◆ LIST OF TASKS
- A) In the patients' rights article, which body prepared the Patient's Rights Charter that the JSA members want adopted?
- B) Echo the passage of the patients' rights article that opens with the words containing "Four months on" and closes with "and even lives.".
- C) Write what follows the last sentence of the patients' rights article.

While the Government is actively promoting ‘Pradhan Mantri Jan Arogya Yojana’ wherein over ten crore households are provided healthcare facilities in private hospitals, not much is being done to protect patients from violation of their rights when they access such care, various health and patients’ groups under the platform of Jan Swasthya Abhiyan (JSA) have alleged here.
In this direction, the JSA members sought immediate adoption of the Patient’s Rights Charter prepared by the National Human Rights Commission (NHRC) to protect the rights of the health care users, and warned if it is not done, they will press for making it an electoral issue in the forthcoming Lok Sabha polls.
Four months on and the Union Health Ministry is still in the process of finalising the Charter draft that enumerates the rights of patients as well as protection and redressal mechanisms in cases of violations by doctors and hospitals to be made enforceable through existing regulatory frameworks across the country.
Under the banner of the JSA, a national platform working on health and healthcare services across the country, health activists and patients’ groups said that the adoption of the charter is urgent to ensure that the many violations of patients’ rights are immediately addressed to stop loss of health and even lives.
“If the charter is not adopted before the Lok Sabha elections, then a large-scale campaign will be taken up by JSA to demand this as an electoral issue,” they said in a statement here.
Earlier, they held a national level consultation here, where members deliberated on patients’ experiences and violations faced by them especially in private hospitals, and the pressing need to adopt the Charter of Patients’ Rights by the Ministry. The consultation was organised by SATHI, Pune and Sama Resource Group for Women and Health on behalf of the JSA, with participation from several patients’ rights groups and health activists from across India including states of Maharashtra, Tamil Nadu, Odisha, Uttar Pradesh, Haryana, Rajasthan and Delhi, as per the statement.

◆ RECORDED INFORMATION
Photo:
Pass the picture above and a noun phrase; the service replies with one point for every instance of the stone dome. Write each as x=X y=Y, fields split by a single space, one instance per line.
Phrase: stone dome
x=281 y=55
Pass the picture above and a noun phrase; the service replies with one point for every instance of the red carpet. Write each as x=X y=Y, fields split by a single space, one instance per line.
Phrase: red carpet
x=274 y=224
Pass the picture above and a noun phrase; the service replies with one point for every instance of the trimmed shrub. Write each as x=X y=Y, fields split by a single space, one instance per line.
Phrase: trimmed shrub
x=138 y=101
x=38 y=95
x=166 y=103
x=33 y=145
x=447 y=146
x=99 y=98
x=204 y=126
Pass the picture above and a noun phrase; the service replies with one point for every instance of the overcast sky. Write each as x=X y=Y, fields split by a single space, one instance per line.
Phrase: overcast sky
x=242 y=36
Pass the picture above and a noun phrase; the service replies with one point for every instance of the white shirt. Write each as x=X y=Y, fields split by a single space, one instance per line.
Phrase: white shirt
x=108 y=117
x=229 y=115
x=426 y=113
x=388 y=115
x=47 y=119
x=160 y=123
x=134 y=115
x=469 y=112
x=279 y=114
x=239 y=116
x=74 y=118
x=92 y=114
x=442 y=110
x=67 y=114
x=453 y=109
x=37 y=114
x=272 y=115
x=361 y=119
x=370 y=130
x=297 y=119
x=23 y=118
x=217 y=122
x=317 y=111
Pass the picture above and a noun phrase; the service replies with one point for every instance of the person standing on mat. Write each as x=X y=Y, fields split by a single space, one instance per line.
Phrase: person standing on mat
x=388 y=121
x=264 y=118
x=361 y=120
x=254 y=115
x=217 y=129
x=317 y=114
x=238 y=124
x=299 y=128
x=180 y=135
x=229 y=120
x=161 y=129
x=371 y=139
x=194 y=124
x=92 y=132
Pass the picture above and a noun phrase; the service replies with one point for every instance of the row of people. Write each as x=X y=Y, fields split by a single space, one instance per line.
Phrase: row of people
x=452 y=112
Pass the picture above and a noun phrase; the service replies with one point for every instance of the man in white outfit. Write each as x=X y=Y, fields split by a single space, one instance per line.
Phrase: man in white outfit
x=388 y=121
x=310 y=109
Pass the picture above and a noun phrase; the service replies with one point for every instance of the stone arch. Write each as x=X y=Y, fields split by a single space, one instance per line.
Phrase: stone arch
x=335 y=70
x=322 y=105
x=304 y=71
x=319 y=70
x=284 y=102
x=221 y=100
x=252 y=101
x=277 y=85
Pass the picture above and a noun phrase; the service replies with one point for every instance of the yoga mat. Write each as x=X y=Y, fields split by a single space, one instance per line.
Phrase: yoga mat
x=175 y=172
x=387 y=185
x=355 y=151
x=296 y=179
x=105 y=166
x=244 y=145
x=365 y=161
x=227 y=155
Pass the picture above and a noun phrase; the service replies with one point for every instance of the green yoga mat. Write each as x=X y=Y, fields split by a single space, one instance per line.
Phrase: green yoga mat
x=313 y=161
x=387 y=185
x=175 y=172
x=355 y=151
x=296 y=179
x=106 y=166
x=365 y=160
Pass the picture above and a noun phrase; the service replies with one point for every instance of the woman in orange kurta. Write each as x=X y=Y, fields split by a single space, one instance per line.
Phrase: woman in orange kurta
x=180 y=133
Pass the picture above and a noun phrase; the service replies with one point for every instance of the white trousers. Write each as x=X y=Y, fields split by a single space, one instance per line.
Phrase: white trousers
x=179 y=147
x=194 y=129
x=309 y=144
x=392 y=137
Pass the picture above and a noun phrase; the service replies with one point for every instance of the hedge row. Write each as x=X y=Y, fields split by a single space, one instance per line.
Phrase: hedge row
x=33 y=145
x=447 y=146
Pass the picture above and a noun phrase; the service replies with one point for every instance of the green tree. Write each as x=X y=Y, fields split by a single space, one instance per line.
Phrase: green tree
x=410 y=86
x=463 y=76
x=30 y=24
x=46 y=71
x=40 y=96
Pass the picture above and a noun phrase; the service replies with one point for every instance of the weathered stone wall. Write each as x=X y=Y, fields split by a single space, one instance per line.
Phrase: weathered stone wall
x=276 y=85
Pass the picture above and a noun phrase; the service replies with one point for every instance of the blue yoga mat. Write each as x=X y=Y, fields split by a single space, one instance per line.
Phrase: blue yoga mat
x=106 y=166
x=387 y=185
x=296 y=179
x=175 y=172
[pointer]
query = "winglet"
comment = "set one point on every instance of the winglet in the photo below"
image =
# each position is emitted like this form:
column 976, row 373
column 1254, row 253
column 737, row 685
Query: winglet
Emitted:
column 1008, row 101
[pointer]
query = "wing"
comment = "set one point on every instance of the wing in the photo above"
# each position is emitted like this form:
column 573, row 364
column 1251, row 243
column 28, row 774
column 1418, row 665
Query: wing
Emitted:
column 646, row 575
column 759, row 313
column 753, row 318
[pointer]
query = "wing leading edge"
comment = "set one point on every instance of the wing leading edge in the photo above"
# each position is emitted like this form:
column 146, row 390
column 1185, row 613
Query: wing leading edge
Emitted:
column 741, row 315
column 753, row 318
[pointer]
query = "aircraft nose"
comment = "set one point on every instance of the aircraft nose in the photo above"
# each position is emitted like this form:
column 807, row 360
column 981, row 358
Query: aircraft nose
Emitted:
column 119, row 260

◆ OUTPUTS FOR THE TASKS
- A) The National Human Rights Commission (NHRC).

- B)
Four months on and the Union Health Ministry is still in the process of finalising the Charter draft that enumerates the rights of patients as well as protection and redressal mechanisms in cases of violations by doctors and hospitals to be made enforceable through existing regulatory frameworks across the country.
Under the banner of the JSA, a national platform working on health and healthcare services across the country, health activists and patients’ groups said that the adoption of the charter is urgent to ensure that the many violations of patients’ rights are immediately addressed to stop loss of health and even lives.

- C)
Prepared by the NHRC, the Ministry in August last year announced its plans to implement it, placing it in the public domain for inviting comments up to September 30, 2018.
Deepa of SAMA (Delhi) spoke about the travails of survivors who while accessing hospitals for treatment experience discrimination, judgemental attitudes, and did not receive any documents that may aid them in seeking justice. Similarly, Sunita Singh from Sahayog and Healthwatch Forum, Uttar Pradesh spoke of the Clinical Establishment Act, which has been adopted by the State but there is a complete absence of implementation.
Abhay Shukla (JSA Maharashtra) stressed on incorporating provisions for patient protection into CE Act, which, he said, will provide the necessary legislative and regulatory mechanism for ensuring patients’ rights.
The activists hope that the Patients’ Rights Charter will act as reference framework for the Union Government and State Governments to give complete protection to patients, while they set up operational mechanisms to make these rights functional and enforceable by law. This is especially important and an urgent need at the present juncture, because India lacks effective regulation of the private medical sector.